--- About this exercise ---
Keyword search on "white": report each line of the records that contains it.

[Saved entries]
****************************************
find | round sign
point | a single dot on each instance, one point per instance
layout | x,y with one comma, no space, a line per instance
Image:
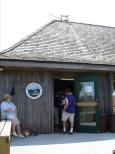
33,90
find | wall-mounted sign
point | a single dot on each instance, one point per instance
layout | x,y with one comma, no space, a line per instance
33,90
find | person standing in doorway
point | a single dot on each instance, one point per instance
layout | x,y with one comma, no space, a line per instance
9,112
69,111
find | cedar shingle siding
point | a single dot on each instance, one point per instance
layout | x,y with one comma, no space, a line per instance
61,41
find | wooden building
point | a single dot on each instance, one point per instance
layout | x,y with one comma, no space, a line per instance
60,55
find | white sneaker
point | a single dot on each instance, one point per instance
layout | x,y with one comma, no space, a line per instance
14,134
20,135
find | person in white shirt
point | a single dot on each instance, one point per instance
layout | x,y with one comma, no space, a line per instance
9,112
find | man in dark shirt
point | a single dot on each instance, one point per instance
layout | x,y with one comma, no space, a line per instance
69,111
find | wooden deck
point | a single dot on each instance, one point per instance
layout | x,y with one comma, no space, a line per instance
81,143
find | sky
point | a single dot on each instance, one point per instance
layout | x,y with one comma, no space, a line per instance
19,18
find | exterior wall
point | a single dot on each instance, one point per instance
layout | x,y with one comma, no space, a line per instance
33,114
105,94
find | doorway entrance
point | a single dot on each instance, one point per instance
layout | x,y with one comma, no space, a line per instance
60,85
87,93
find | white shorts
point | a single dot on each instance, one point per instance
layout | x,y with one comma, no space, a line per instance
11,117
66,116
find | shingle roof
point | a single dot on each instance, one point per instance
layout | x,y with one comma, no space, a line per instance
61,41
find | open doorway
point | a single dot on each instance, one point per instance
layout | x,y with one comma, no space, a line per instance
60,85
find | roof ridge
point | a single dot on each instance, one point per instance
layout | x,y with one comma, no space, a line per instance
27,37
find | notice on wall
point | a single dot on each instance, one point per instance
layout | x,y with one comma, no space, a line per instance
33,90
88,89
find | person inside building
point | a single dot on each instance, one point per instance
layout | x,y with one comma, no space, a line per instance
69,111
9,112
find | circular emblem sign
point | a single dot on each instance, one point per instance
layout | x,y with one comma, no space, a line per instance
33,90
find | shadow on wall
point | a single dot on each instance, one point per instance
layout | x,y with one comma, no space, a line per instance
48,139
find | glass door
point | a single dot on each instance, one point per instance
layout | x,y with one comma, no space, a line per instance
87,97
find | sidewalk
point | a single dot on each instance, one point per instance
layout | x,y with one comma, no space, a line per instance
78,143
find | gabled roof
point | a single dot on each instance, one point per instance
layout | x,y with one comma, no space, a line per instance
61,41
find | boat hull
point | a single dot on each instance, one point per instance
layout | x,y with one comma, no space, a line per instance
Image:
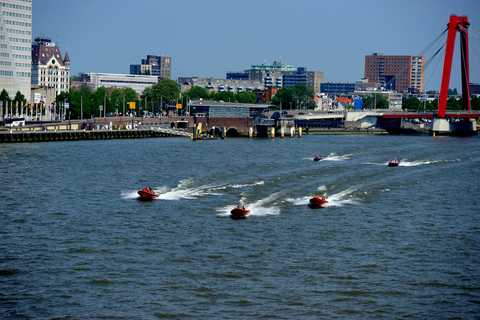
317,202
145,195
239,213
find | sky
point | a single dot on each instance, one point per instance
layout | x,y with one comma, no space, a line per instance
212,37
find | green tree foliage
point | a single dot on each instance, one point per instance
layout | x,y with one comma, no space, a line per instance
165,91
116,96
226,96
284,98
297,97
453,92
19,98
453,104
246,97
475,103
196,93
375,101
411,103
4,97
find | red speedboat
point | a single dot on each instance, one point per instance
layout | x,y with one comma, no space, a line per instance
147,194
317,202
394,163
239,213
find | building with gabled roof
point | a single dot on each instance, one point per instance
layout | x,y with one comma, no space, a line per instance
15,47
49,68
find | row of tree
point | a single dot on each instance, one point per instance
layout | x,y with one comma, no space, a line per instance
166,94
378,101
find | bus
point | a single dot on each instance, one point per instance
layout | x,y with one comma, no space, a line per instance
14,122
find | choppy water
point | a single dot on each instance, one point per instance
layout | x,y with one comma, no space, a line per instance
391,243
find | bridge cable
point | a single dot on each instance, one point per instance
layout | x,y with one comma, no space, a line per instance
475,35
422,53
436,66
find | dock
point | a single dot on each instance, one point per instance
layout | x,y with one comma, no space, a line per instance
15,136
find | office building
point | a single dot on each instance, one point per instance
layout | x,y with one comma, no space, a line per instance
219,85
400,73
159,66
337,88
15,47
119,81
278,75
50,69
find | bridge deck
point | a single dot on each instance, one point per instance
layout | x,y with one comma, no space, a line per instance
457,114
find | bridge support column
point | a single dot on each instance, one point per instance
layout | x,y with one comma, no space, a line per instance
442,126
223,132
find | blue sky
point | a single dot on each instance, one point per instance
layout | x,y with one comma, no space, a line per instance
211,37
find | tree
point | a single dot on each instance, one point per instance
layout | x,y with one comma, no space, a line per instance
165,91
246,97
4,96
452,104
86,90
411,103
475,103
196,93
304,96
20,98
284,98
116,97
226,96
453,92
375,101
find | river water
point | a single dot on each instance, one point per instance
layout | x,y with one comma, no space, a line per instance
404,242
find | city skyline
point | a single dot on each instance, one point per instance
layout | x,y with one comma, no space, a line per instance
208,39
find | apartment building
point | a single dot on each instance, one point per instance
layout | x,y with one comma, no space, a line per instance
400,73
16,46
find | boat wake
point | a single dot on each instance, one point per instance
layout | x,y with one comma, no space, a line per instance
186,189
335,157
257,208
336,200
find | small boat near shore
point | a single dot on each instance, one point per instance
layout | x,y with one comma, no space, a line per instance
147,194
394,163
317,202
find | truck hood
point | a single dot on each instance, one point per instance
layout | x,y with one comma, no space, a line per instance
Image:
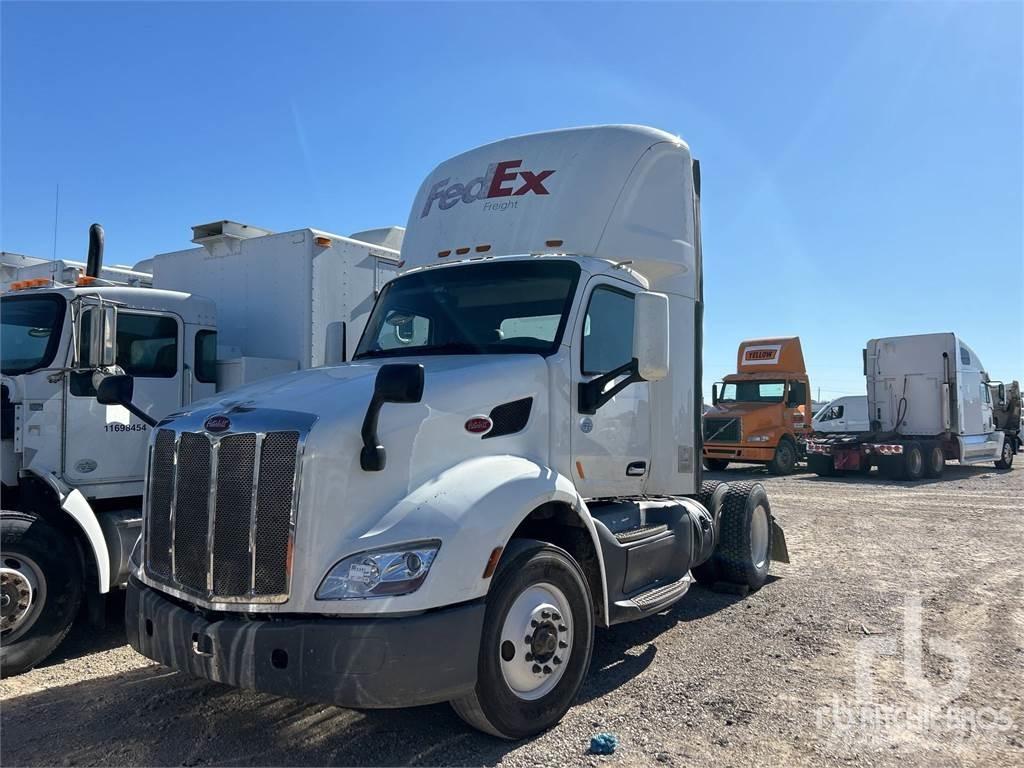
343,509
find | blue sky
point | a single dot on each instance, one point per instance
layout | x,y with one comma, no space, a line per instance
862,163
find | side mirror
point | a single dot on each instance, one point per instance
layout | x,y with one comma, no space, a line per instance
116,390
396,382
650,335
102,333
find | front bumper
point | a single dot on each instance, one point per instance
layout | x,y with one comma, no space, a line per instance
357,663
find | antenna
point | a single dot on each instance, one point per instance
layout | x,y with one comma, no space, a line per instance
56,210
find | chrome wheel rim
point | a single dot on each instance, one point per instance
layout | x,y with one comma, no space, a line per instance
536,641
759,537
23,592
****************************************
--- Output below ---
find | white sneaker
find | person in white shirt
find | white shorts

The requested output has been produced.